───── Studietekst
Minister Wiersma heeft de excretieforfaits in de Uitvoeringsregeling Meststoffenwet aangepast per 1 januari 2025. In een bericht in de Staatscourant wordt een wijziging van de correctiefactor voor gasvormige verliezen aangekondigd. Deze geeft een correctie voor gasvormige stikstofverliezen in de stal, voor mestopslag buiten de stal en als koeien in de wei lopen. Bij stallen met drijfmest wordt deze correctiefactor verhoogd van 8,5% naar 14%. Bij vaste mest wordt deze factor verhoogd naar 39%.
In 2018 heeft het Centraal Bureau voor de Statistiek (hierna: CBS) op basis van een andere methode en gegevens uit 2015–2017 de stikstofcorrectiefactor opnieuw berekend. Uitgangspunt bij die andere methode, die bekend is geworden als de N/P-methode, is dat van de in de mest uitgescheiden stikstof en fosfaat alleen een deel van de stikstof verloren gaat. Door de gegevens over voeropname en voersamenstelling te combineren met gegevens over het stikstof- en fosfaatgehalte in afgevoerde mest, kan berekend worden hoeveel stikstof vanuit de mest in de stal en opslag verloren gaat.
──────────
───── Gegevens hieronder
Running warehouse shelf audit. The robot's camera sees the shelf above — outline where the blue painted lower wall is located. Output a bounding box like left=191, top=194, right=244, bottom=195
──────────
Geef het stuk van de tekst over de excretieforfaits opnieuw weer tussen "In 2018 heeft" en "opslag verloren gaat.", beide inbegrepen. Vervang daarin "N/P-methode" door "stikstof-fosfaatmethode".

In 2018 heeft het Centraal Bureau voor de Statistiek (hierna: CBS) op basis van een andere methode en gegevens uit 2015–2017 de stikstofcorrectiefactor opnieuw berekend. Uitgangspunt bij die andere methode, die bekend is geworden als de stikstof-fosfaatmethode, is dat van de in de mest uitgescheiden stikstof en fosfaat alleen een deel van de stikstof verloren gaat. Door de gegevens over voeropname en voersamenstelling te combineren met gegevens over het stikstof- en fosfaatgehalte in afgevoerde mest, kan berekend worden hoeveel stikstof vanuit de mest in de stal en opslag verloren gaat.